Selected excerpt:
Building Spatially Intelligent AI

This week, Radical Ventures portfolio company World Labs released Marble, a world model that creates 3D worlds from image or text prompts. CEO and Co-Founder Fei-Fei Li (also a Scientific Partner at Radical Ventures) shared her vision for building spatially intelligent AI in a manifesto posted on her Substack. The following is an excerpt.

Building spatially intelligent AI requires something even more ambitious than LLMs: world models, a new type of generative models whose capabilities of understanding, reasoning, generation and interaction with the semantically, physically, geometrically and dynamically complex worlds — virtual or real — are far beyond the reach of today’s LLMs. The field is nascent, with current methods ranging from abstract reasoning models to video generation systems. World Labs was founded in early 2024 on this conviction: that foundational approaches are still being established, making this the defining challenge of the next decade.

While language is a purely generative phenomenon of human cognition, worlds play by much more complex rules. Here on Earth, for instance, gravity governs motion, atomic structures determine how light produces colors and brightness, and countless physical laws constrain every interaction. Even the most fanciful, creative worlds are composed of spatial objects and agents that obey the physical laws and dynamic behaviors that define them. Reconciling all of this consistently — the semantic, the geometric, the dynamic, and physical — demands entirely new approaches. The dimensionality of representing a world is vastly more complex than that of a one-dimensional, sequential signal like language. Achieving world models that deliver the kind of universal capabilities we enjoy as humans will require overcoming several formidable technical barriers. At World Labs, our research teams are devoted to making fundamental progress toward that goal.

What to do: Continue the excerpt on spatially intelligent AI and world models, picking up after its final sentence.

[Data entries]

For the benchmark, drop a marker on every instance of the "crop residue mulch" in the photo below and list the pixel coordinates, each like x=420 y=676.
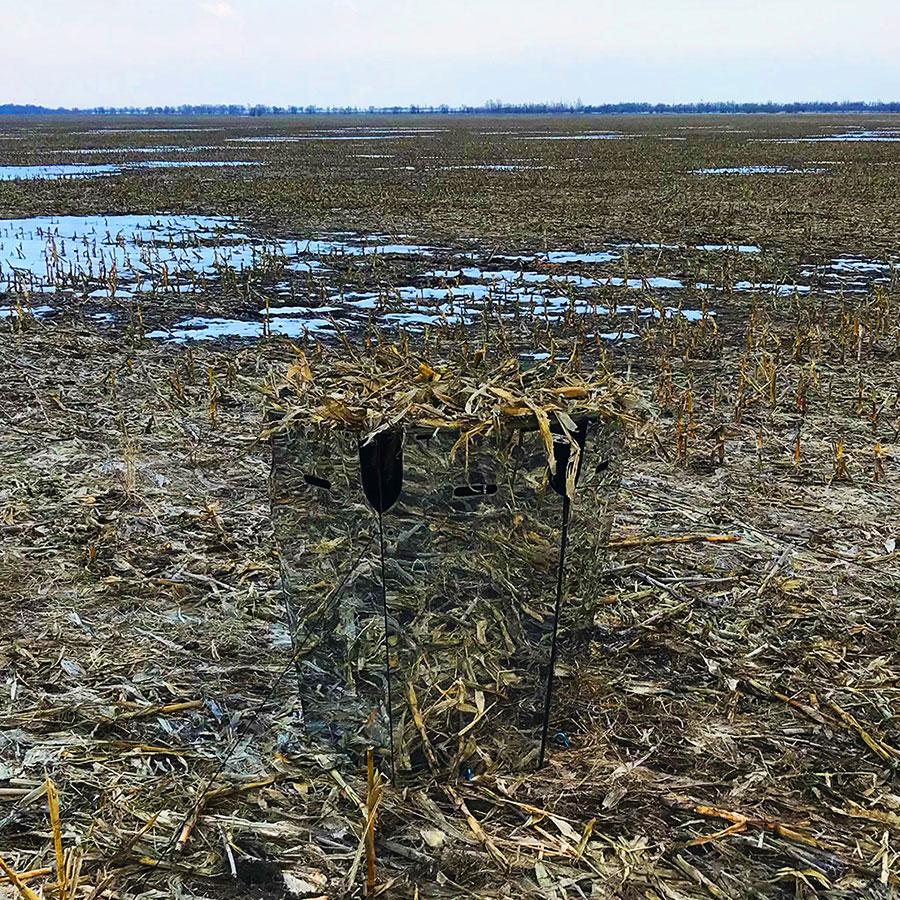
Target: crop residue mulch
x=731 y=731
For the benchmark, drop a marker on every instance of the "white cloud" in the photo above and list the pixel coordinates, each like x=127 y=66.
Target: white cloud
x=219 y=8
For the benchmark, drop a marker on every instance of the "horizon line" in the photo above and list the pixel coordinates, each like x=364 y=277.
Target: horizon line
x=490 y=106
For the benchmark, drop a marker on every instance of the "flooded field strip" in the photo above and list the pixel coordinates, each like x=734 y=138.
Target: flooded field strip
x=116 y=259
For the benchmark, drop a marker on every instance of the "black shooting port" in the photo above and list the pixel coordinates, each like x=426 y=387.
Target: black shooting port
x=563 y=442
x=381 y=475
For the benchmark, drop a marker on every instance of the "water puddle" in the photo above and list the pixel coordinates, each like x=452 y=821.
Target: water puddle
x=78 y=170
x=599 y=136
x=51 y=173
x=159 y=148
x=887 y=135
x=151 y=252
x=756 y=170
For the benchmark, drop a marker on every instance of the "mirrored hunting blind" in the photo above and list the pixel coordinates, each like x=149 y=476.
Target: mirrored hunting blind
x=430 y=507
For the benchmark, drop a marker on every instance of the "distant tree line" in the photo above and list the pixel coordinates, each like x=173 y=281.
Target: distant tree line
x=492 y=107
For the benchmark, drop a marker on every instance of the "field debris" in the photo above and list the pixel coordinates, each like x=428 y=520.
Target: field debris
x=724 y=722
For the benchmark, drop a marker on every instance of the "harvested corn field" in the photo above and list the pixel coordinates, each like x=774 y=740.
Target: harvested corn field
x=188 y=353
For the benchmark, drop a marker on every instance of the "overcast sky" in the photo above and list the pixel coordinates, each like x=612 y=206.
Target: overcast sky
x=385 y=52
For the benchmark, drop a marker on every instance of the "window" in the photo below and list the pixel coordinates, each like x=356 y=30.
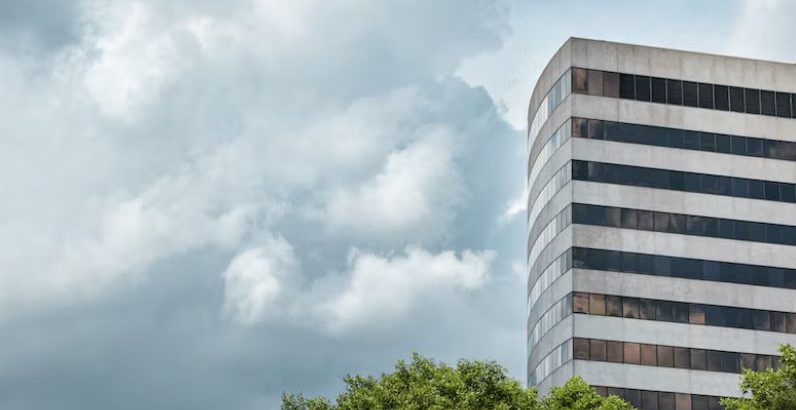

Output below:
Here are some examples of our current research topics:

A new, universal task function for training: Defining a universal task function as simple and elegant as next-token prediction in LLMs has long been a central goal of world model research. The complexities of both their input and output spaces make such a function inherently more difficult to formulate. But while much remains to be explored, this objective function and corresponding representations must reflect the laws of geometry and physics, honoring the fundamental nature of world models as grounded representations of both imagination and reality.
Large-scale training data: Training world models requires far more complex data than text curation. The promising news: massive data sources already exist. Internet-scale collections of images and videos represent abundant, accessible training material—the challenge lies in developing algorithms that can extract deeper spatial information from these two-dimensional image or video frame-based signals (i.e. RGB). Research over the past decade has shown the power of scaling laws linking data volume and model size in language models; the key unlock for world models is building architectures that can leverage existing visual data at comparable scale. In addition, I would not underestimate the power of high-quality synthetic data and additional modalities like depth and tactile information. They supplement the internet scale data in critical steps of the training process. But the path forward depends on better sensor systems, more robust signal extraction algorithms, and far more powerful neural simulation methods.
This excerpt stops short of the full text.